▶ [DATA SUPPLIED]
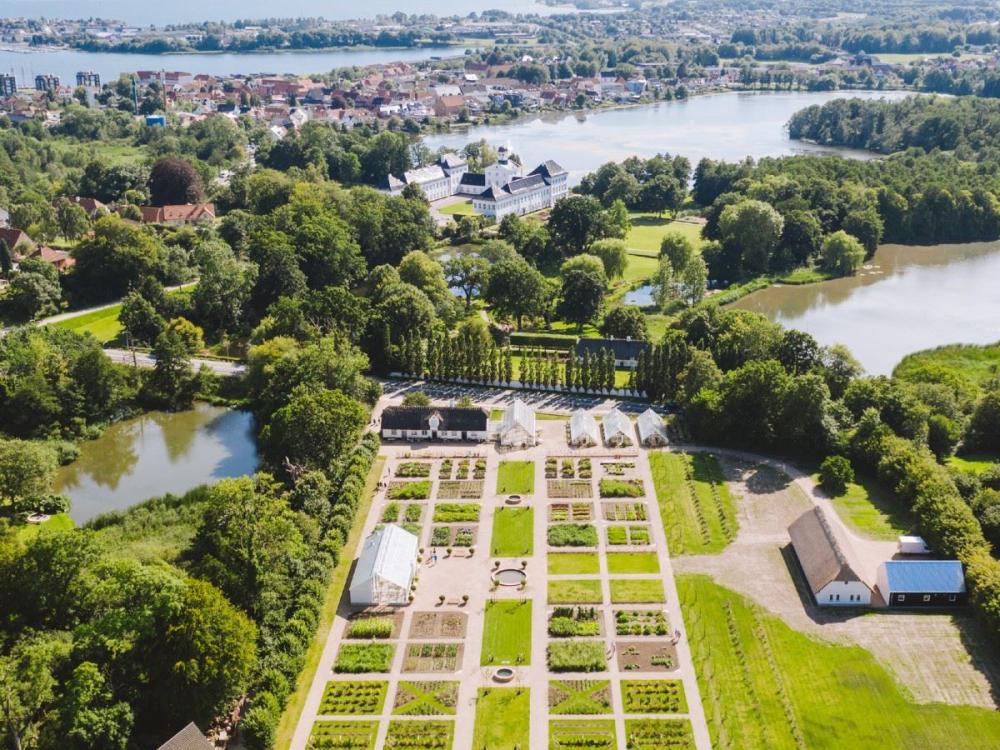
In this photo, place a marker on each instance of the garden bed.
(428, 698)
(576, 656)
(432, 657)
(579, 697)
(353, 698)
(438, 625)
(562, 512)
(570, 489)
(646, 656)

▶ [ACTIVITY]
What is needed is an exact copy of all the data, with no images in it.

▶ [OUTPUT OF THE EXERCISE]
In this photo, place a marker on each instance of the garden bed.
(428, 698)
(576, 656)
(432, 657)
(579, 697)
(353, 698)
(438, 625)
(562, 512)
(570, 489)
(646, 656)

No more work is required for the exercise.